PROBLEM TO SOLVE: Keep every word the same. Repeat the records without their images.

(Saved data entries)

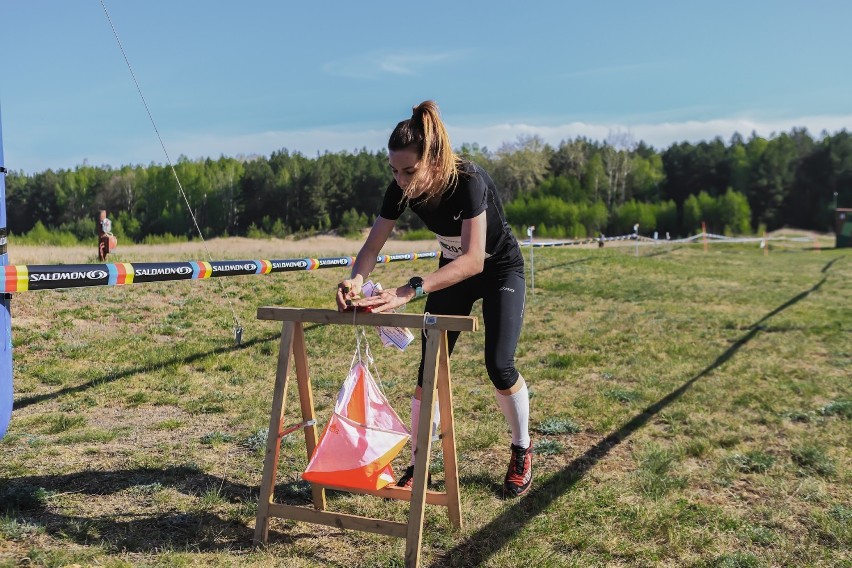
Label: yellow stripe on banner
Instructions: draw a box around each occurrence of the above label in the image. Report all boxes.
[201,261,212,278]
[123,263,134,285]
[17,266,29,292]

WRITTEN ANSWER:
Label: yellow stripe on banner
Instructions: draw a box around each occurrence of the above label in the image. Report all boxes.
[201,261,212,278]
[123,263,134,285]
[17,266,29,292]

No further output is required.